REQUIREMENT A: Repeat the passage in the article about Lisa Marie Presley's final weeks, starting with "Keough said how" and going on through "the 35-year-old said.".
REQUIREMENT B: Pick up the article about Riley Keough and her mother Lisa Marie Presley where it stops, and keep it going.

DOCUMENT TEXT:
Riley Keough said her mother Lisa Marie Presley felt “detached” and “tired” in the weeks before her unexpected death in January last year.
US actress Keough, the granddaughter of Elvis Presley, has completed the memoir her mother started before she died at the age of 54, titled From Here To The Great Unknown.
In the book, Lisa Marie writes about the day her father Elvis died, her struggles with addiction after the birth of her twins Harper and Finley Lockwood, her two-year marriage to music superstar Michael Jackson and the death of her son Benjamin in 2020.
The Daisy Jones And The Six star, the eldest of Lisa Marie’s four children, spoke to Oprah Winfrey about her mother’s death following complications from bariatric surgery.
Lisa Marie’s death came days after she attended the 80th annual Golden Globe awards, where actor Austin Butler took home the best actor award for his portrayal of Elvis in the eponymous Baz Luhrmann-directed biopic.
“The last sort of three weeks that she was alive, I was with her a few times that I felt worried,” Keough said during An Oprah Special: The Presleys — Elvis, Lisa Marie, and Riley, which was broadcast on US network CBS.
“I think there was always an undertone for me because of this feeling that I was on borrowed time with her.
“But there were a couple of interactions with her that she just felt detached in a way, and like a resignation, I don’t know how to describe it.”
Keough said how she felt on a family trip to Disneyland and the next time she saw her at dinner “which was the last time I saw her”.
“There was just something strange, I don’t know how to describe it, she just felt detached, tired,” the 35-year-old said.
When asked if she felt her mother had relapsed into drug use, she said: “It didn’t feel like drugs, I have a lot of experience with the drugs – it felt like a tired person.
“I sensed it. And then we walked her to her car and that was the last time I saw her.”
Keough said she was in grief for the loss of her brother when her mother died.
“I think I was resistant to it (grief) at first, going I can’t handle this again and I think it changes all the time,” she told Winfrey during the interview in her father’s former home Graceland.
“I have months that go by where I feel like I’m in a place that feels lighter about it, and then I have moments where it feels incredibly difficult.”

RECORDS SHOWN:

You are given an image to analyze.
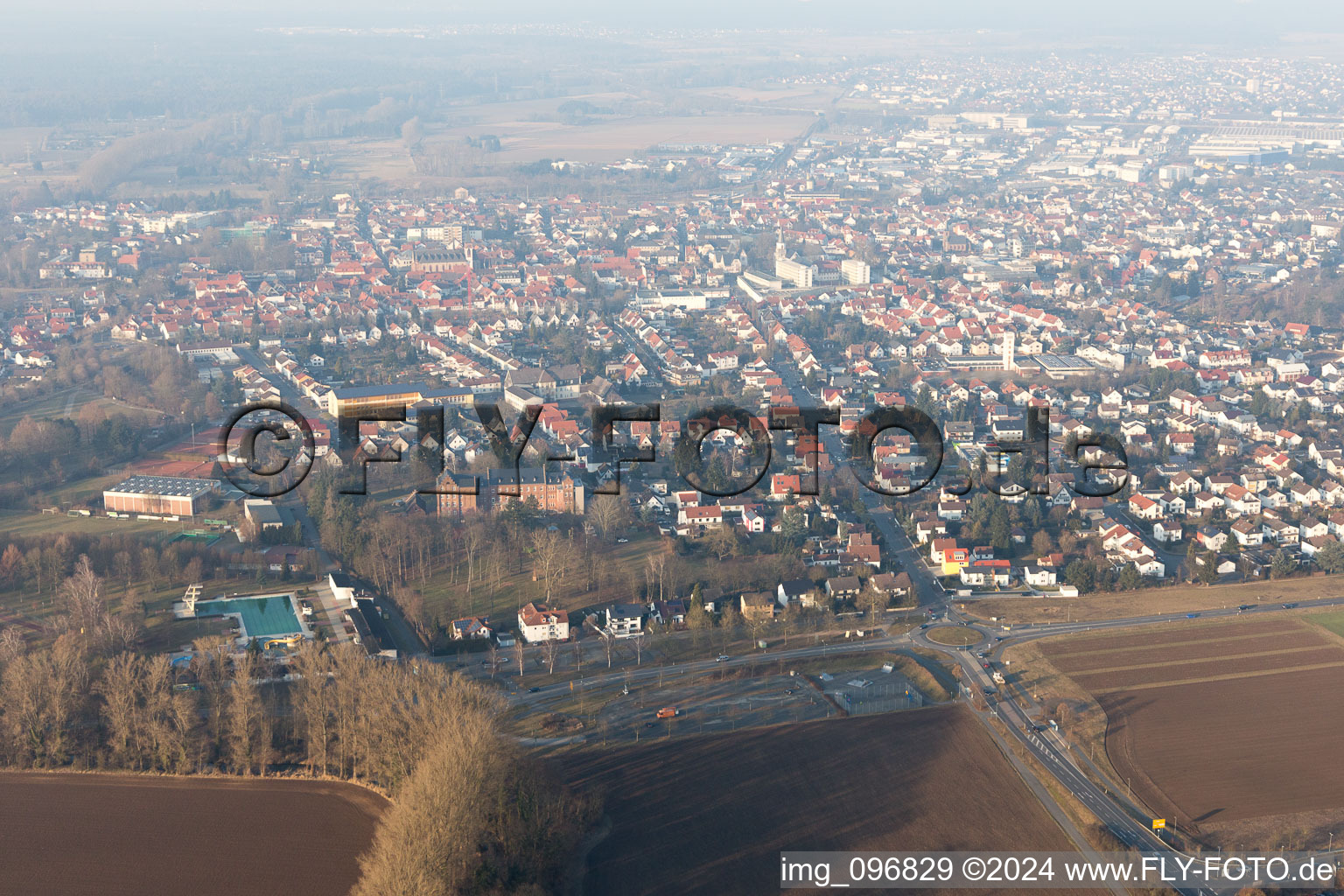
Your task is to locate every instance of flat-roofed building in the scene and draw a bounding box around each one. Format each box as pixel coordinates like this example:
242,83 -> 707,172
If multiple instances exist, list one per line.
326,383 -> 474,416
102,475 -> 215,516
==
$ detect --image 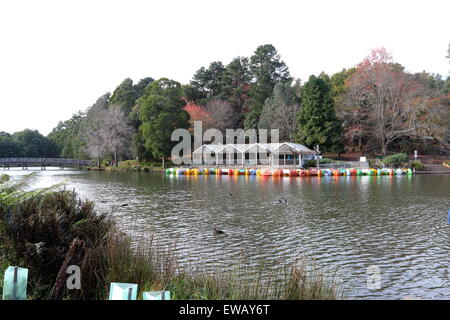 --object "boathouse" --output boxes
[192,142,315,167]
==
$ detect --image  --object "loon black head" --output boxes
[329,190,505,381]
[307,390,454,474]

RESULT A:
Keough said how she felt on a family trip to Disneyland and the next time she saw her at dinner “which was the last time I saw her”.
“There was just something strange, I don’t know how to describe it, she just felt detached, tired,” the 35-year-old said.

RESULT B:
Keough recalled the body of her brother, who died by suicide aged 27, was kept in a coffin in their home for two months as Lisa Marie would sit with the body.
She told Winfrey that her mother brought in a tattoo artist to get a matching tattoo, but she did not have a picture so she took the tattooist to the coffin, which Keough described as “definitely one of the most absurd moments”.
“The moment my brother died I was like ‘this is the end of her’… I just couldn’t imagine a world where she would make it without him,” Keough said, describing the close bond her brother and mother had.
“I felt grateful because I felt like I was on borrowed time with her.
“She would say ‘I am going to die of a broken heart’ and I think we all felt that, my sisters and I knew that that was sort of coming.”
Keough was five when her mother married Thriller singer Jackson.
“I remember how much she loved him, she really was obsessed with him… she just adored him,” she said.
“I can only speak to my experience with Michael, and my experience was he was only kind and loving to me and my family, and I saw them in a very seemingly happy, loving relationship.
“I think that our version of normal was probably a little bit different, but I think for me in my life it felt very normal. A lot of the time they would stay at our house instead of Neverland.
“It was kind of like waking up, going into their room and they would take me into school – there was a sense of normalcy there, there were extraordinary elements as well.”
From Here To The Great Unknown was published on Tuesday in the UK.